:: What you need to do ::
Please reproduce the listing below exactly, leaving out every picture.

:: Excerpted records ::
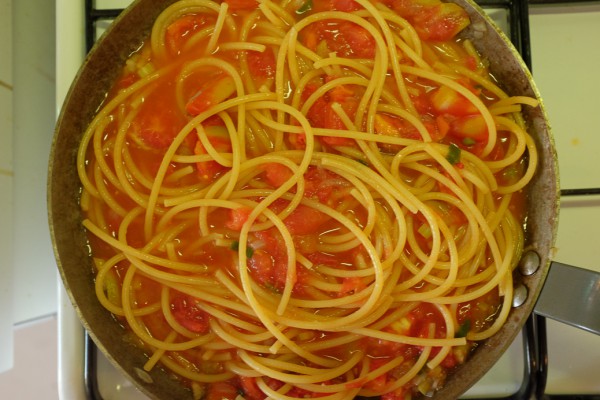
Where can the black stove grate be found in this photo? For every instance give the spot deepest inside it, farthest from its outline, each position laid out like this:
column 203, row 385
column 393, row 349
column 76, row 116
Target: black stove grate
column 535, row 349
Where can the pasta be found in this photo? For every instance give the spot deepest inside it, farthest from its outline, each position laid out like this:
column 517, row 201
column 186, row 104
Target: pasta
column 305, row 198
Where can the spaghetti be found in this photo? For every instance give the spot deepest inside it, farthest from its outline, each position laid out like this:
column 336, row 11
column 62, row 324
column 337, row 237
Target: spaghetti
column 307, row 198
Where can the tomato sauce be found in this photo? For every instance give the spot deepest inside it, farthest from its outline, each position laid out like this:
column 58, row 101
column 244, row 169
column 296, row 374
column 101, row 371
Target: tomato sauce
column 449, row 118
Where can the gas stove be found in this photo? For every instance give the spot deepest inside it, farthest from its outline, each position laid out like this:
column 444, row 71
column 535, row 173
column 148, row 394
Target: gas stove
column 549, row 360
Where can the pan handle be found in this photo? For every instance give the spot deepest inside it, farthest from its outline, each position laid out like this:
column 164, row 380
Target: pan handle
column 571, row 295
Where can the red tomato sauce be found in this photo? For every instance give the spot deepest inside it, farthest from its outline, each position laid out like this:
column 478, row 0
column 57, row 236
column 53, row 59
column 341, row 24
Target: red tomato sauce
column 448, row 117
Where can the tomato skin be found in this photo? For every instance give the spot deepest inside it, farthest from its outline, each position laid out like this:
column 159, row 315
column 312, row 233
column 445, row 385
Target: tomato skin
column 188, row 314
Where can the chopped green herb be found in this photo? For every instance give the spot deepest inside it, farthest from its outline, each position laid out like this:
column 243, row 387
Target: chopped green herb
column 453, row 154
column 463, row 329
column 469, row 141
column 307, row 6
column 235, row 246
column 425, row 231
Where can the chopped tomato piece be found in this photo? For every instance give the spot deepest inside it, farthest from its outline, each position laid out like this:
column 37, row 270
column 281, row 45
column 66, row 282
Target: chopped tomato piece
column 187, row 313
column 181, row 30
column 320, row 184
column 398, row 394
column 214, row 92
column 242, row 4
column 262, row 64
column 219, row 139
column 127, row 80
column 221, row 391
column 277, row 174
column 379, row 383
column 304, row 220
column 338, row 5
column 352, row 285
column 237, row 218
column 251, row 389
column 345, row 38
column 322, row 115
column 470, row 126
column 433, row 19
column 157, row 124
column 447, row 101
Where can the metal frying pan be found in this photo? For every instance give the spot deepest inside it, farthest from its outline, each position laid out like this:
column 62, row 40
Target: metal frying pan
column 536, row 272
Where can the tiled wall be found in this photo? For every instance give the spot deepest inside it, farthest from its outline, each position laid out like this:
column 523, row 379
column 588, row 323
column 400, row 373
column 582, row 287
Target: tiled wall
column 6, row 182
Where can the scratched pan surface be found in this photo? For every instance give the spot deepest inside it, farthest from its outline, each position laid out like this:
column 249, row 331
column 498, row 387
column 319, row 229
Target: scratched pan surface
column 88, row 91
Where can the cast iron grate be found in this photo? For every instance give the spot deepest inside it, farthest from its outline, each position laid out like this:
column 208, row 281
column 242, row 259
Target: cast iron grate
column 535, row 349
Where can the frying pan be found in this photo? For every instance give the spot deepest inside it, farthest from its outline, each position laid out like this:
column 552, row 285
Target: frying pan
column 536, row 280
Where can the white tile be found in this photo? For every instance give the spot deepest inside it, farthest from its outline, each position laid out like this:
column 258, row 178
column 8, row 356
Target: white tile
column 6, row 229
column 34, row 375
column 565, row 58
column 6, row 130
column 5, row 42
column 34, row 119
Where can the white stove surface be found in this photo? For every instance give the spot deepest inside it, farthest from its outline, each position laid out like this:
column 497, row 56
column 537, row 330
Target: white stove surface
column 565, row 60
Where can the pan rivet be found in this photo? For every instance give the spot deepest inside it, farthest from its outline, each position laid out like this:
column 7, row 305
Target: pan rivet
column 519, row 295
column 530, row 262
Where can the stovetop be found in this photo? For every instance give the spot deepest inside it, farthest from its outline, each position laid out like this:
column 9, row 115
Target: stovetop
column 557, row 40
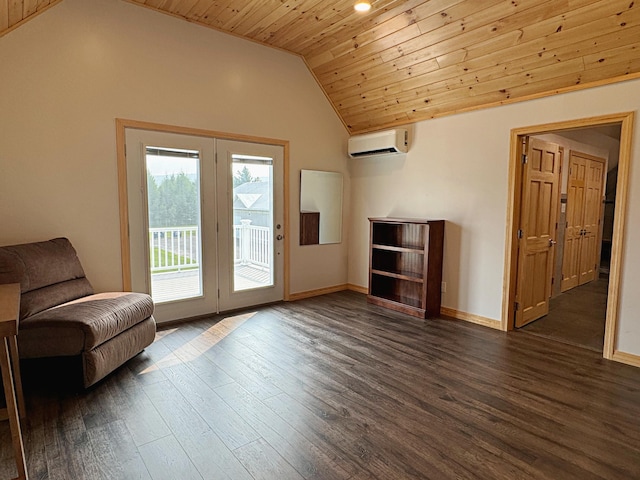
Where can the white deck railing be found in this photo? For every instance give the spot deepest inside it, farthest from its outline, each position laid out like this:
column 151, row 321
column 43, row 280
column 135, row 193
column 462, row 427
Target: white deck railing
column 174, row 249
column 177, row 248
column 252, row 245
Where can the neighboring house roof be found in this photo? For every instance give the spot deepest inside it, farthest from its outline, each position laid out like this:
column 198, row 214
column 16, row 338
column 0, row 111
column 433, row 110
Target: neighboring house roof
column 252, row 196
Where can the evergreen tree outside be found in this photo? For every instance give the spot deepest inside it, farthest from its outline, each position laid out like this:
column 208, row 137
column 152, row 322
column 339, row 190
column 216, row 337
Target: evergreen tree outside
column 174, row 202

:: Your response ::
Where can the black stove grate be found in this photo? For every instance give the spot deepest inside it, farthest from its outline, each position laid out like this:
column 203, row 385
column 393, row 349
column 76, row 116
Target: black stove grate
column 535, row 349
Where can the pasta be found in this photo? For every instance give the spot deepest inside it, farthest from its outline, each position laid out like this:
column 517, row 201
column 186, row 104
Target: pasta
column 305, row 198
Where can the spaghetti be found in this photo? For every instance give the spot deepest inside it, farthest from its outline, each position laid out like this:
column 336, row 11
column 62, row 324
column 337, row 237
Target: spaghetti
column 307, row 198
Where can the tomato sauce be found in this photo? For every instance give the spot deepest inside it, farthest from its outline, each position laid out like this:
column 58, row 101
column 244, row 169
column 296, row 374
column 101, row 371
Target: tomato sauce
column 449, row 118
Where can the gas stove be found in this photo? For every instance give the spot deepest inside it, farthest from its outline, each position laid out like this:
column 444, row 71
column 535, row 173
column 148, row 394
Target: gas stove
column 549, row 360
Where can the pan handle be found in this photo? For every instance give the spot deepest inside it, farthest from its outline, each position laid out like this:
column 164, row 380
Target: pan handle
column 571, row 295
Where can the red tomato sauce be found in this photo? For every instance give the spot deepest inside it, farthest from its outline, each position laid out like this:
column 478, row 0
column 57, row 236
column 53, row 59
column 341, row 24
Target: red tomato sauce
column 448, row 117
Where can the tomato skin be found in this photo? For every instance give the spot deepest inside it, farthest from its outline, each position laid out like this:
column 159, row 315
column 312, row 233
column 445, row 385
Target: tomato skin
column 188, row 314
Where can the chopped green herb be found in this photo? For every instance give the spot deepest inside it, farthest from its outline, each position laid out like this:
column 243, row 387
Target: chopped green herb
column 453, row 154
column 463, row 329
column 469, row 141
column 307, row 6
column 235, row 246
column 425, row 231
Where can the chopped tomato piece be found in this photo? For every instance give the spot deepest inside it, farthest from its outline, each position laid out like this:
column 37, row 270
column 281, row 45
column 66, row 282
Target: chopped tomato piece
column 187, row 313
column 181, row 30
column 320, row 184
column 398, row 394
column 214, row 92
column 242, row 4
column 262, row 64
column 219, row 139
column 127, row 80
column 221, row 391
column 277, row 174
column 379, row 383
column 304, row 220
column 338, row 5
column 352, row 285
column 237, row 218
column 251, row 389
column 345, row 38
column 322, row 115
column 470, row 126
column 433, row 19
column 157, row 124
column 447, row 101
Where can the metal frying pan be found in this photo? For every instance give the spot deepest inside it, farthest from its outline, each position laid out like this:
column 62, row 40
Target: metal frying pan
column 536, row 272
Where can the tiled wall be found in this photo? For every instance give the spot deepest inside it, farthest from its outline, each position laid out like this:
column 523, row 379
column 588, row 323
column 400, row 373
column 582, row 287
Target: tiled wall
column 6, row 182
Where can the scratched pan surface be found in this photo? For every instance give the spot deepest inside it, farthest from its outline, each position laid out like this:
column 249, row 331
column 498, row 387
column 319, row 229
Target: scratched pan surface
column 88, row 91
Where can the cast iron grate be found in this photo? For every instance give the spot deepest inside it, farthest from its outline, each position laid out like this:
column 208, row 281
column 242, row 259
Target: cast iron grate
column 535, row 349
Where can the frying pan be found in this photo? For every instance give the spot deepest inside it, farthest from its outline, each position laid out like this:
column 552, row 285
Target: frying pan
column 536, row 280
Where can the white tile be found in this photo? For every instance give the spot deepest inside it, farthest from its outline, each position laid out like this:
column 258, row 178
column 8, row 356
Target: white tile
column 6, row 229
column 34, row 375
column 565, row 58
column 6, row 130
column 5, row 42
column 34, row 119
Where can the white stove surface be found in this photo? For every instance give the spot deepest inside it, farthest from its outline, each position laid out like this:
column 497, row 56
column 537, row 330
Target: white stove surface
column 565, row 60
Where can the pan rivet be found in this photo? For every instance give the spot deepest inside it, farthest from its outline, each position laid out like this:
column 7, row 305
Target: pan rivet
column 519, row 295
column 530, row 262
Where can the stovetop be found in this photo? For every instance give the spot deepest inside it, farthest from its outline, each position laid out like this:
column 9, row 115
Target: stovetop
column 557, row 40
Where can the white deck railing be found in this photo? For every instance give the spot deepest inside it, farthest from its outline, each position laid out like this:
column 151, row 321
column 43, row 280
column 135, row 193
column 462, row 427
Target: white deck railing
column 174, row 249
column 177, row 248
column 252, row 245
Where can the neighboring house roof be found in this photo? For every instance give the spot deepest inside it, farthest from its outline, each position laid out like this:
column 198, row 214
column 16, row 338
column 0, row 111
column 433, row 110
Target: neighboring house roof
column 252, row 196
Where can the evergreen tree outside be found in this photo? For every instance give the spot deepest inside it, farthest from its outline, each position laid out like this:
column 208, row 137
column 152, row 322
column 339, row 190
column 216, row 337
Target: evergreen tree outside
column 174, row 202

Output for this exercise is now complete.